__TASK DIRECTIONS__:
Quote the whole listing word for word. Do not include the pictures.

################

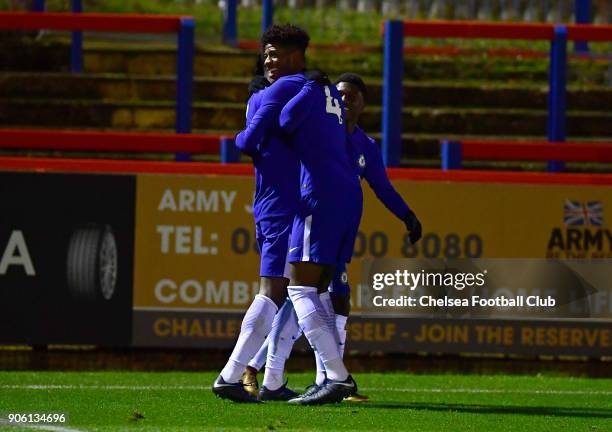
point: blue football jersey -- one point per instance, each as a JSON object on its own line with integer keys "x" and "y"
{"x": 369, "y": 165}
{"x": 277, "y": 168}
{"x": 314, "y": 119}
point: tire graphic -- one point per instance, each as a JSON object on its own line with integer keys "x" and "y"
{"x": 92, "y": 262}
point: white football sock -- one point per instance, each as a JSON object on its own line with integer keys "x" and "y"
{"x": 320, "y": 378}
{"x": 285, "y": 331}
{"x": 312, "y": 320}
{"x": 329, "y": 312}
{"x": 256, "y": 325}
{"x": 341, "y": 328}
{"x": 259, "y": 360}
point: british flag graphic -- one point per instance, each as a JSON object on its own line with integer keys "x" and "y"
{"x": 576, "y": 213}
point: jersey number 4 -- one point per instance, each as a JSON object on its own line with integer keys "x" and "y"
{"x": 332, "y": 105}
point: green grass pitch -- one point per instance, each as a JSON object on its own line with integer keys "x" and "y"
{"x": 180, "y": 401}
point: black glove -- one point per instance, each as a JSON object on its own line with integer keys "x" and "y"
{"x": 413, "y": 226}
{"x": 259, "y": 82}
{"x": 317, "y": 75}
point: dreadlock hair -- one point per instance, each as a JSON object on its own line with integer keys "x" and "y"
{"x": 354, "y": 79}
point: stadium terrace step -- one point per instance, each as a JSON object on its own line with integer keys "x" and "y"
{"x": 155, "y": 59}
{"x": 218, "y": 115}
{"x": 234, "y": 89}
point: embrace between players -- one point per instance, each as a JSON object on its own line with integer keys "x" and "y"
{"x": 309, "y": 156}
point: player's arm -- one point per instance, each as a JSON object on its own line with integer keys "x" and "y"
{"x": 273, "y": 100}
{"x": 252, "y": 107}
{"x": 297, "y": 109}
{"x": 376, "y": 176}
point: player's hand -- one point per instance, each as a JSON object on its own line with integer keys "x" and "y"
{"x": 413, "y": 226}
{"x": 317, "y": 75}
{"x": 259, "y": 82}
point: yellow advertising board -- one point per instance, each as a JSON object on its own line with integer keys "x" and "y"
{"x": 196, "y": 262}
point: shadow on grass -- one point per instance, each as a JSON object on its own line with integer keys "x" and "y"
{"x": 496, "y": 409}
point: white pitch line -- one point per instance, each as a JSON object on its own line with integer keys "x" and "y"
{"x": 45, "y": 427}
{"x": 376, "y": 389}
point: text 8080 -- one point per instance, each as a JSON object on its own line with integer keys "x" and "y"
{"x": 376, "y": 244}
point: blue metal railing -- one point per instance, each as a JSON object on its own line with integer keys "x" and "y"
{"x": 557, "y": 100}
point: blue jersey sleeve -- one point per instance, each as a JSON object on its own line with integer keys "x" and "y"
{"x": 266, "y": 117}
{"x": 297, "y": 109}
{"x": 376, "y": 176}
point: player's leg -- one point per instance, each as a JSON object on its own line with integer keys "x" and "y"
{"x": 257, "y": 321}
{"x": 340, "y": 292}
{"x": 315, "y": 245}
{"x": 285, "y": 331}
{"x": 339, "y": 296}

################

__COMPLETED TASK__:
point: blue football jersey -- one point per instance, each as a JSON object on its own line with integer keys "x" and "y"
{"x": 369, "y": 165}
{"x": 277, "y": 168}
{"x": 314, "y": 119}
point: tire graphic -- one point per instance, each as a JSON object on its own line with integer keys "x" and "y"
{"x": 92, "y": 262}
point: white football sock -- one point per instance, each as a JSON object on its own line with integer keys "x" and "y"
{"x": 320, "y": 378}
{"x": 285, "y": 331}
{"x": 312, "y": 320}
{"x": 329, "y": 312}
{"x": 256, "y": 325}
{"x": 341, "y": 328}
{"x": 259, "y": 360}
point: british flag graphic -- one point per instance, each as a JSON object on its own line with integer keys "x" and "y"
{"x": 576, "y": 213}
point: jersey number 4 -- one point per instance, each as a JSON object on its own line with integer keys "x" and "y"
{"x": 332, "y": 105}
point: green grass pitch -- one point per instance, each as a JSON object on its own line with integer keys "x" and "y"
{"x": 180, "y": 401}
point: black glove -- one point per instance, each as a JSON object on its own line with integer keys "x" and "y"
{"x": 413, "y": 226}
{"x": 259, "y": 82}
{"x": 317, "y": 75}
point: dreadlock hair -- one point per instance, each as a JSON object on its own line with integer keys "x" and "y"
{"x": 354, "y": 79}
point: stadium terrace step -- one point per instance, each as a JSON object on its own line with integer keys "x" and "y"
{"x": 155, "y": 59}
{"x": 218, "y": 115}
{"x": 234, "y": 89}
point: embrace between players -- one point per instance, each as a JSON object on its own line with integer keys "x" and "y"
{"x": 309, "y": 156}
point: player's arm -- one point per instance, each as a JSON object on its own line with integer keys "x" and "y"
{"x": 273, "y": 100}
{"x": 252, "y": 107}
{"x": 297, "y": 109}
{"x": 376, "y": 176}
point: player's hand -- one point per instance, each as a JSON object on its own line with integer keys "x" and "y"
{"x": 413, "y": 226}
{"x": 317, "y": 75}
{"x": 259, "y": 82}
point: yellow advertising board -- one point per instance, each as a JSON object on its own line with integer keys "x" and "y"
{"x": 196, "y": 262}
point: shadow on grass -- one point per instance, each as a JSON object on its own line with integer keys "x" and "y"
{"x": 496, "y": 409}
point: white pitch line -- one point per instance, each as a JSON object on its own line with integer keys "x" and "y"
{"x": 45, "y": 427}
{"x": 376, "y": 389}
point: text 8080 -- one point per instance, each as a JSON object on its own line with integer keys "x" and "y"
{"x": 376, "y": 244}
point: blue metal railing -- one point per instance, each as a JSON object on its own line with integer keys "x" and "y"
{"x": 557, "y": 100}
point: blue jersey sleeve -- one point per instance, each as a JSON object on its own line with integer keys "x" and "y"
{"x": 266, "y": 117}
{"x": 297, "y": 109}
{"x": 376, "y": 176}
point: player's leg -- one point per instance, each as a JSON object on its own line with integer keys "x" and "y"
{"x": 257, "y": 321}
{"x": 340, "y": 292}
{"x": 315, "y": 245}
{"x": 285, "y": 331}
{"x": 339, "y": 296}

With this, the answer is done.